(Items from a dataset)

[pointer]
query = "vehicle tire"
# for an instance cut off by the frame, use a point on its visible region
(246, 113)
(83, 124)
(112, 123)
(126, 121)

## WHAT YOU NEED TO DO:
Go through the records and print each one exactly.

## WRITTEN RESPONSE:
[pointer]
query = "vehicle tire"
# for an instance cut off by the frame, use a point on its visible region
(246, 113)
(83, 124)
(112, 123)
(126, 121)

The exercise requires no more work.